[Rows from a box labeling dataset]
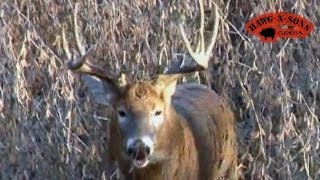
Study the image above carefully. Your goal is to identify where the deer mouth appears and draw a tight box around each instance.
[133,150,149,168]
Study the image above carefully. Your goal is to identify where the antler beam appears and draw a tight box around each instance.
[166,0,220,74]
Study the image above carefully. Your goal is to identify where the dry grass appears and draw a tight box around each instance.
[0,0,320,179]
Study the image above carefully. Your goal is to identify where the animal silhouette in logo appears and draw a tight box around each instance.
[260,28,276,40]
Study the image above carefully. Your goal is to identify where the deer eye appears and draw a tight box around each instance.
[118,110,126,117]
[154,111,162,116]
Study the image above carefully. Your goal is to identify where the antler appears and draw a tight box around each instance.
[165,0,219,74]
[62,3,118,82]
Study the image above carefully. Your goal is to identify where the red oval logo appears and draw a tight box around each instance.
[245,12,314,42]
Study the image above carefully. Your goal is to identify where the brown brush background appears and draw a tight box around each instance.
[0,0,320,180]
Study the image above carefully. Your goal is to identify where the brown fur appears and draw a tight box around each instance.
[104,83,237,180]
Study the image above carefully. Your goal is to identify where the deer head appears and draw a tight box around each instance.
[62,0,219,168]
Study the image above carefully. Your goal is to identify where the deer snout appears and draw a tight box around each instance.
[127,137,153,168]
[127,141,150,156]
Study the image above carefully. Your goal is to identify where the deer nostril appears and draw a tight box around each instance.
[145,146,150,155]
[127,147,134,155]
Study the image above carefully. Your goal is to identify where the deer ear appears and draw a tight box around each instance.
[81,75,120,107]
[154,74,180,102]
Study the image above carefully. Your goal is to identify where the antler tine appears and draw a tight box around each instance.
[206,5,220,54]
[179,0,219,69]
[62,3,117,81]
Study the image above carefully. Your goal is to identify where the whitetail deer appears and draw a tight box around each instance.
[63,0,237,180]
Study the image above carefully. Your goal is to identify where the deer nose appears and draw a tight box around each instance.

| EXERCISE OBJECTIVE |
Repeat every entry above word for word, leaving out the pictures.

| REPLY |
Study the image above carefully. Your goal is to identify where the deer mouth appears and draw a tight box around each instance.
[133,150,149,168]
Study the image above carefully. Your goal is to identify where the antler beam appears and draw a tight box around each instance.
[166,0,220,74]
Study the image above carefully. Your goal is to identify where the dry grass appears and draw a tight box around each instance.
[0,0,320,179]
Study the image above carefully. Your goal is to identify where the animal silhouette in logo appears and draw a tight box around each instance.
[260,28,276,40]
Study the image above carefully. Your goal is to identify where the deer eye appears and draw a tight box around each instance.
[118,110,126,117]
[154,111,162,116]
Study the image above carefully. Your goal is to identify where the antler appears and draw a tight box around each instance.
[165,0,219,74]
[62,3,118,82]
Study the image above carefully. Your goal is to identify where the red oval logo appears and draw a tight box around each instance.
[245,12,314,42]
Study the image above carefully. Your goal is to identify where the brown brush background appears and draw a tight box around each instance.
[0,0,320,180]
Study the image above carefully. Your goal is to identify where the brown fur appears and draw a tight box around each instance.
[104,83,237,180]
Study the image above carefully. Your goal is to identify where the deer head appears and draw a tight box around each instance.
[62,0,219,168]
Study the image above carefully. Your goal is to identify where the deer snout appears and draw a tight box around each instance.
[127,137,153,168]
[127,141,150,156]
Study the image above carefully. Your goal is to identify where the deer nostril appears and draw a tight box around each instance.
[145,146,150,155]
[127,147,134,155]
Study the image above carefully. Your goal is to identify where the deer ear appears and draw a tight box around each instance.
[81,75,120,107]
[154,74,180,102]
Study the image above carefully. Your goal is to identify where the antler tine appears and draw a tight box around each instance.
[206,5,220,54]
[179,0,219,69]
[62,3,117,81]
Study the image above carefully. Your goal is to identify where the whitetail deer appears and draw a tight box around each instance.
[63,0,237,180]
Study the image above carefully. Your goal is to identify where the deer nose appears and draw a tight box around each instance.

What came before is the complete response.